Miscigenação Gastronômica

Contradição inusitada de sabores influenciam na construção das identidades culturais de Mato Grosso do Sul

Texto: Evellyse Michelle | Isabella Motta | Patrícia Martins


Porco no rolete, linguiça de Maracaju, sobá, tereré, sopa paraguaia, carreteiro e quebra-torto são algumas das comidas típicas de Mato Grosso do Sul. Para quem não conhece, esses alimentos podem causar um estranhamento à primeira vista. Um café da manhã acompanhado de um salgado boliviano ou uma chipa paraguaia. Um almoço com um tradicional arroz carreteiro dos peões pantaneiros. Durante a tarde, um tereré gelado ou uma deliciosa sopa paraguaia. Por fim, no jantar um sobá okinawano quentinho. São estas combinações inusitadas que constroem a gastronomia deste estado e evidenciam que em sua cultura nada é imutável.

◆ **Dados de expressões referenciais baseadas em fotos**
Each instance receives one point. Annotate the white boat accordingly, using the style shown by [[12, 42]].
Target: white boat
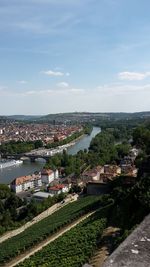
[[10, 163]]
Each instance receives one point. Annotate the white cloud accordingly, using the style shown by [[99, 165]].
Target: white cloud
[[53, 73], [63, 84], [22, 82], [67, 74], [133, 76]]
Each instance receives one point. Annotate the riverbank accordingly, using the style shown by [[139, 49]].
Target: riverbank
[[82, 142]]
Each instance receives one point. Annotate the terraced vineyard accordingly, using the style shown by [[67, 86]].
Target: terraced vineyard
[[43, 229], [73, 249]]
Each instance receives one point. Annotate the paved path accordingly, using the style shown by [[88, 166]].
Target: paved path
[[44, 243], [38, 218]]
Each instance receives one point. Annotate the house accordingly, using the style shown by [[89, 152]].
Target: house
[[112, 169], [92, 174], [48, 175], [57, 189], [25, 183], [40, 196], [129, 170]]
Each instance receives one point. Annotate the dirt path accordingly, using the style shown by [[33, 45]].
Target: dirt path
[[44, 243], [104, 250], [36, 219]]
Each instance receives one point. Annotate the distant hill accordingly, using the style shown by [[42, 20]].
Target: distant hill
[[78, 117]]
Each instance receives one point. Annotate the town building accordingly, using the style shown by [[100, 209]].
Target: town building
[[25, 183], [48, 176], [57, 189]]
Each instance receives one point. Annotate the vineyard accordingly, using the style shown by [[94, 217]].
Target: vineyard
[[73, 249], [46, 227]]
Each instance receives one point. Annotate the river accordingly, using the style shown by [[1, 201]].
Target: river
[[10, 173]]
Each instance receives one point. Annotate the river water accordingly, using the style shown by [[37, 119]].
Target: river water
[[10, 173]]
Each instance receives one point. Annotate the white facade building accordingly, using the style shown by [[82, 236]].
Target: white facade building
[[48, 176], [25, 183]]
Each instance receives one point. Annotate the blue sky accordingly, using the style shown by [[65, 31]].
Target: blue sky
[[73, 55]]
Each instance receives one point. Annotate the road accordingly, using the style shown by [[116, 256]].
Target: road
[[38, 218], [44, 243]]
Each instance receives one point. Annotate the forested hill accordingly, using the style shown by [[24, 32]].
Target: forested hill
[[80, 116]]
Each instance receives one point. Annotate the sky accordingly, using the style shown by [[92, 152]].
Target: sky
[[74, 55]]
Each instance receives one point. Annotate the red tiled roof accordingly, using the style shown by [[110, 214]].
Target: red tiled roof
[[46, 172]]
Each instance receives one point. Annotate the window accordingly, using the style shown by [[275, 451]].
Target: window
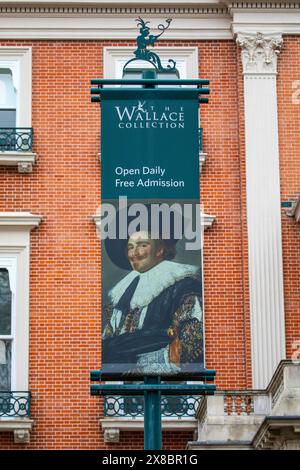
[[7, 303], [8, 99], [16, 133]]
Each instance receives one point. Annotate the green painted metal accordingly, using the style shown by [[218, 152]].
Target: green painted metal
[[202, 91], [18, 139], [144, 40], [203, 375], [181, 406], [150, 81], [15, 404], [152, 418], [164, 389]]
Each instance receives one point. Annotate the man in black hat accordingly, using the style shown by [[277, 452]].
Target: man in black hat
[[153, 320]]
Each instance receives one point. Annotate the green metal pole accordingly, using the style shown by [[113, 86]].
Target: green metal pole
[[152, 417]]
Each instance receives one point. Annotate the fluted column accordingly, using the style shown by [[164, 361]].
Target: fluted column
[[259, 56]]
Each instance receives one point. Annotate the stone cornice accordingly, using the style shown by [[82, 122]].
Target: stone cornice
[[114, 19], [104, 10], [262, 5], [259, 52]]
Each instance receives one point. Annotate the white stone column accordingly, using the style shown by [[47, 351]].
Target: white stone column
[[259, 57]]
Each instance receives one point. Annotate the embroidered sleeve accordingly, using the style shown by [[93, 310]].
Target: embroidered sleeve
[[107, 316], [187, 328]]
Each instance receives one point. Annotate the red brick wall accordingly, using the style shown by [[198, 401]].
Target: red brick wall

◆ **Verifique sua compreensão**
1 - Traduza para o inglês esta frase do texto sobre a gastronomia de Mato Grosso do Sul: "São estas combinações inusitadas que constroem a gastronomia deste estado e evidenciam que em sua cultura nada é imutável."
2 - Responda às perguntas abaixo com base no texto sobre a gastronomia de Mato Grosso do Sul.
(a) Quem assina o texto?
(b) Que prato o texto sugere para o jantar?
(c) A quem o texto atribui o tradicional arroz carreteiro?
3 - Escreva a continuação do texto sobre a gastronomia de Mato Grosso do Sul a partir da última frase apresentada.

◆ **Resultados do exercício**
1 - It is these unusual combinations that build the cuisine of this state and show that nothing in its culture is immutable.

2 -
(a) Evellyse Michelle, Isabella Motta e Patrícia Martins.
(b) Um sobá okinawano quentinho.
(c) Aos peões pantaneiros.

3 -
Mato Grosso do Sul é moldado por uma grande diversidade cultural, uma mistura de costumes e tradições que são legados de países como Paraguai, Bolívia, Líbano, Japão e a ilha de Okinawa. A gastronomia regional pode ser singular, significativa e viva. Mais do que um simples prato, a comida é um patrimônio cultural que carrega as características de um povo e conecta suas raízes ancestrais, gerando um sentimento de pertencimento, reforçado em eventos gastronômicos típicos.

A multiplicidade cultural compõe essa miscigenação que se manifesta nos hábitos culinários e nos gostos por determinados alimentos. O antropólogo Álvaro Banducci Júnior explica que a gastronomia é um componente da identidade cultural. “A comida propicia um hábito cultural coletivo, são sentimentos, saberes e técnicas que têm a ver com o nosso modo de ser, nosso gosto, paladar e com a nossa identidade”.

Para Álvaro, esta contribuição de diferentes povos acabou conformando a característica do estado. “É singular por essa complexidade étnica, pela variação e multiplicidade de referências culturais que condizem com a realidade social e cultural. É sobre falar: ‘Olha, eu sou sul-mato-grossense, eu como sopa paraguaia e tomo tereré’. É o que marca, é uma referência de identidade, o orgulho de um povo”.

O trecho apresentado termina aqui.